— TASK REQUIREMENTS —
Output the data that follows exactly, line for line.

Point annotation records:
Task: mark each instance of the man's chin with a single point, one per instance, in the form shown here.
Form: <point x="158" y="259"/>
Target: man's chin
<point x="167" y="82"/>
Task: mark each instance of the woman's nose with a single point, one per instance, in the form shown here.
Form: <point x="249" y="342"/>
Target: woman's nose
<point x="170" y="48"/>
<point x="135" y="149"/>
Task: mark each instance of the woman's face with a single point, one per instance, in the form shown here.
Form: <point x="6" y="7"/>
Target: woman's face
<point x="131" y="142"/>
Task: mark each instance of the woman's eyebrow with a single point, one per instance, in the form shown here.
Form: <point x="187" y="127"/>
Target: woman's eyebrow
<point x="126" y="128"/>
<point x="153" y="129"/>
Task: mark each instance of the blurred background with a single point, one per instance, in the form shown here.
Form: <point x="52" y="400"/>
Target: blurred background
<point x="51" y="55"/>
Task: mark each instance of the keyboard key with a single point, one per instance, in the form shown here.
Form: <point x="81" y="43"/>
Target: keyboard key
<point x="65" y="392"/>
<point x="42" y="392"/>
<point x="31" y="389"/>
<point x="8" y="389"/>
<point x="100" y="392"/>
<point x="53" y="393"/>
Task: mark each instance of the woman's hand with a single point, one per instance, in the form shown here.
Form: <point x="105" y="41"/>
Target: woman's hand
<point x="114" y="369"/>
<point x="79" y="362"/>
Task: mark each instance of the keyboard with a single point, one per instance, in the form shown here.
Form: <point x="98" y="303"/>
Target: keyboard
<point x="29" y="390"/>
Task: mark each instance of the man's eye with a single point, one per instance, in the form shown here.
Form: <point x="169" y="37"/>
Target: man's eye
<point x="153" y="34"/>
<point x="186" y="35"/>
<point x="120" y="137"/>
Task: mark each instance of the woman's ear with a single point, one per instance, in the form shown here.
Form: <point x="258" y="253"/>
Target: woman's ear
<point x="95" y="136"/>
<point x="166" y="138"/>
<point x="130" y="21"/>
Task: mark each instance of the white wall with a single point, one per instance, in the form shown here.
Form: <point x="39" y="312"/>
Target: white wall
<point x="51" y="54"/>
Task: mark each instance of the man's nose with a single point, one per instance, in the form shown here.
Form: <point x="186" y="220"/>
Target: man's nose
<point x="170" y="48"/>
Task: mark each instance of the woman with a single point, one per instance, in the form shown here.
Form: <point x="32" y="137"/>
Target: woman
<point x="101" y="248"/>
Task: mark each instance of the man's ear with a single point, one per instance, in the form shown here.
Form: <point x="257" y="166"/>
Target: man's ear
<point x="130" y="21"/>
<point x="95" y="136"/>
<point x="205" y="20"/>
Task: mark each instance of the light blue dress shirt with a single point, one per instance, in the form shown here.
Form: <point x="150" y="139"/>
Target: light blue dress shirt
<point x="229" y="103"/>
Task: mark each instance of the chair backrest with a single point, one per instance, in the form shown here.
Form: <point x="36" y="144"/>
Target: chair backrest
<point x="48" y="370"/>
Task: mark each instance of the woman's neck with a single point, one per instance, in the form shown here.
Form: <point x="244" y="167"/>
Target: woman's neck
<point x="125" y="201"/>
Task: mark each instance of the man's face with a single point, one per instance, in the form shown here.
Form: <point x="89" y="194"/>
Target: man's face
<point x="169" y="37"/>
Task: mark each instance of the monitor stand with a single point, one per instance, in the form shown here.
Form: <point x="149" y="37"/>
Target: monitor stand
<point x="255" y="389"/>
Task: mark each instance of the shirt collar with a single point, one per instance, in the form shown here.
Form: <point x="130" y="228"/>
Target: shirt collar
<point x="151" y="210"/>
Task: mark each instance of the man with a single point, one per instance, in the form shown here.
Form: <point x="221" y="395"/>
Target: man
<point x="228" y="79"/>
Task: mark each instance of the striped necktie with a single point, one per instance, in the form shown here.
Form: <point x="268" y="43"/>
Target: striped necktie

— RESPONSE FOR THIS EXERCISE —
Task: mark each instance of the man's chin with a single point, one per instance, in the form shown here.
Form: <point x="158" y="259"/>
Target: man's chin
<point x="167" y="82"/>
Task: mark each instance of the woman's nose with a single point, one per instance, in the form shown here.
Form: <point x="249" y="342"/>
Target: woman's nose
<point x="170" y="48"/>
<point x="135" y="149"/>
Task: mark each instance of the woman's face with a single point, one per instance, in the form shown here.
Form: <point x="6" y="7"/>
Target: woman's face
<point x="131" y="142"/>
Task: mark each instance of the woman's eyebrow with a single point, one per instance, in the form shown here.
Form: <point x="187" y="127"/>
Target: woman's eyebrow
<point x="126" y="128"/>
<point x="153" y="129"/>
Task: mark each instance of the blurred background with a single point, one per instance, in the form shown here.
Form: <point x="52" y="400"/>
Target: blurred background
<point x="51" y="55"/>
Task: mark each instance of the keyboard key with a single point, one per instance, in the form shown here.
Form: <point x="81" y="43"/>
Target: keyboard key
<point x="65" y="392"/>
<point x="42" y="392"/>
<point x="31" y="389"/>
<point x="8" y="389"/>
<point x="100" y="392"/>
<point x="53" y="393"/>
Task: mark each instance of the woman's hand with a single point, one per instance, in the form shown here.
Form: <point x="105" y="41"/>
Target: woman's hand
<point x="114" y="369"/>
<point x="79" y="362"/>
Task: mark each instance of the keyboard with a single point, one per instance, in the form shown here.
Form: <point x="98" y="303"/>
Target: keyboard
<point x="29" y="390"/>
Task: mark each instance of the man's eye with a single point, one per instance, in the form shown here.
Form: <point x="169" y="37"/>
Target: man's eye
<point x="153" y="34"/>
<point x="186" y="35"/>
<point x="120" y="137"/>
Task: mark each instance of the woman's ear with a single point, one per instance, in the form shown here.
Form: <point x="258" y="253"/>
Target: woman's ear
<point x="95" y="136"/>
<point x="166" y="138"/>
<point x="130" y="21"/>
Task: mark each instance of the white wall with a single point, one per instance, in the form shown here.
Form: <point x="39" y="312"/>
Target: white wall
<point x="51" y="54"/>
Task: mark each instance of the man's nose with a single point, one per instance, in the form shown here.
Form: <point x="186" y="220"/>
Target: man's nose
<point x="170" y="48"/>
Task: mark each instance of the woman with a single point, one per instance, in the form shown here.
Form: <point x="32" y="137"/>
Target: woman
<point x="101" y="248"/>
Task: mark each instance of the man's ear with a single point, one per instance, in the form shown here.
Form: <point x="257" y="166"/>
Target: man's ear
<point x="130" y="21"/>
<point x="95" y="136"/>
<point x="205" y="20"/>
Task: mark each instance of the light blue dress shirt with a single point, one per instance, in the form shown here.
Form: <point x="150" y="139"/>
Target: light blue dress shirt
<point x="229" y="103"/>
Task: mark each instance of the chair backrest with a single point, one per instance, in the form shown here.
Form: <point x="36" y="144"/>
Target: chair backrest
<point x="48" y="370"/>
Task: mark each instance of the woman's neck with a single point, one per instance, in the form shown here.
Form: <point x="244" y="167"/>
Target: woman's neck
<point x="125" y="201"/>
Task: mark each instance of the man's face with a single point, one per instance, in the form shown here.
Form: <point x="89" y="194"/>
Target: man's face
<point x="169" y="37"/>
Task: mark each instance of the monitor stand with a single point, one per instance, in the form shown here.
Form: <point x="149" y="37"/>
Target: monitor stand
<point x="255" y="389"/>
Task: mark each instance of the shirt collar with a single point, one per instance, in the form shown here.
Form: <point x="130" y="228"/>
Target: shirt collar
<point x="151" y="210"/>
Task: mark each instance of the man with a single point, one per instance, in the form shown here.
Form: <point x="221" y="395"/>
Target: man
<point x="228" y="79"/>
Task: mark each instance of the striped necktie with a single point, one per instance, in the form shown here.
Form: <point x="268" y="43"/>
Target: striped necktie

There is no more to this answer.